KW-Amplifier Neptune 50W und 100W für 160m-6m

Nach ca. 5 Wochen seit meiner Bestellung trafen sie endlich ein, die beiden KW-PA aus der Ukraine. Nach ein paar Irrwegen durch den deutschen Zoll konnte ich die Lieferung bei unserem Zollamt in Löbau in Empfang nehmen – inklusive der Notwendigkeit zur Erstellung einer vollständigen Zolldeklaration (tnx an die Mitarbeiter einer Zollagentur gleich neben dem Zollamt für die schnelle Hilfe) und natürlich der Bezahlung der 19% Einfuhrumsatzsteuer für Lieferungen außerhalb der EU. Das muss in DL schon alles seine Ordnung haben, hi.

KW-PA Neptune 100W (links) und 50W (rechts)

Technische Daten

Da ich diesen Unboxing-Blödsinn überhaupt nicht ab kann, schenke ich mir sowas. Es war alles gut verpackt – das sollte reichen.
Gebaut und verkauft werden diese PA von Paul, UU0JR unter seinem Label und Online-Shop 60dbm.com .

Es gibt zwei Versionen, eine mit 100W und eine mit 50W Ausgangsleistung. Gedacht sind diese PA als HF-Verstärker von QRP-Transceivern, die so zwischen 1-5W Leistung erzeugen. Interessant ist, beide PA besitzen exakt den gleichen Formfaktor, sind also, nebeneinander gestellt, nicht zu unterscheiden.

* OFFENE AUFGABEN
1. Wer baut und verkauft laut dem Text über die Neptune-Verstärker diese PA?
2. Gib aus dem Text über die Neptune-Verstärker die Stelle von „KW-Amplifier Neptune 50W“ bis „das sollte reichen.“ wortgetreu wieder.
Stütze dich ausschließlich auf den Text über die Neptune-Verstärker.

Einträge des Pointing-Datensatzes
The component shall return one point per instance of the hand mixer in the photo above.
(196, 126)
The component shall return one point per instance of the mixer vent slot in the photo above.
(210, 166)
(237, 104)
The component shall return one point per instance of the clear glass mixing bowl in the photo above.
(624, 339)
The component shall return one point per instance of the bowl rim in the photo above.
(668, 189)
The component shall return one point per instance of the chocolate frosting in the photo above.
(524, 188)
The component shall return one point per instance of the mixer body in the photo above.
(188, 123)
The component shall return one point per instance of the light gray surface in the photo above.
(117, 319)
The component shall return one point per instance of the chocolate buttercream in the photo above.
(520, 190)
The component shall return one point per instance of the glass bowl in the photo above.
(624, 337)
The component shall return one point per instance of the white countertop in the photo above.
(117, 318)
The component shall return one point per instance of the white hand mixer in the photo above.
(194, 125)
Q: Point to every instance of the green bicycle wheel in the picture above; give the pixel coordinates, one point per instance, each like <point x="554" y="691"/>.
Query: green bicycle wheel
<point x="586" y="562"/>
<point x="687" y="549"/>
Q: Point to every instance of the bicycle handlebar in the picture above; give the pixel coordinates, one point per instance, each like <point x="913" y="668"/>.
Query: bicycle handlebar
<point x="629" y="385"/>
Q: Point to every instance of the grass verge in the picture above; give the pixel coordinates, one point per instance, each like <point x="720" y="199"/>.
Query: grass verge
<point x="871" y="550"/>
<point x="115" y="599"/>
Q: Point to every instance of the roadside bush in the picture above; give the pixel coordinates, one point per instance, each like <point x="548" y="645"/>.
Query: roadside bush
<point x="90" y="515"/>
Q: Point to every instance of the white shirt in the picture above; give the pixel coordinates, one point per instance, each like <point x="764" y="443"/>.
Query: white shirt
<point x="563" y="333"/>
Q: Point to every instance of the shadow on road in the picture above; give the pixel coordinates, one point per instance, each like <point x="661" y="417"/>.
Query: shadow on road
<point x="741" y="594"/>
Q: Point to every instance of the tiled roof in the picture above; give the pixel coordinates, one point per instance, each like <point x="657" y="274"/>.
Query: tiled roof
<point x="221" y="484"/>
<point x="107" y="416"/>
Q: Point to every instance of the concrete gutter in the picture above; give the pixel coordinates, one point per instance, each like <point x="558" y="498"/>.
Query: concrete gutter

* LÖSUNGEN
1. Paul, UU0JR, unter seinem Label und Online-Shop 60dbm.com.

2.
KW-Amplifier Neptune 50W und 100W für 160m-6m

Nach ca. 5 Wochen seit meiner Bestellung trafen sie endlich ein, die beiden KW-PA aus der Ukraine. Nach ein paar Irrwegen durch den deutschen Zoll konnte ich die Lieferung bei unserem Zollamt in Löbau in Empfang nehmen – inklusive der Notwendigkeit zur Erstellung einer vollständigen Zolldeklaration (tnx an die Mitarbeiter einer Zollagentur gleich neben dem Zollamt für die schnelle Hilfe) und natürlich der Bezahlung der 19% Einfuhrumsatzsteuer für Lieferungen außerhalb der EU. Das muss in DL schon alles seine Ordnung haben, hi.

KW-PA Neptune 100W (links) und 50W (rechts)

Technische Daten

Da ich diesen Unboxing-Blödsinn überhaupt nicht ab kann, schenke ich mir sowas. Es war alles gut verpackt – das sollte reichen.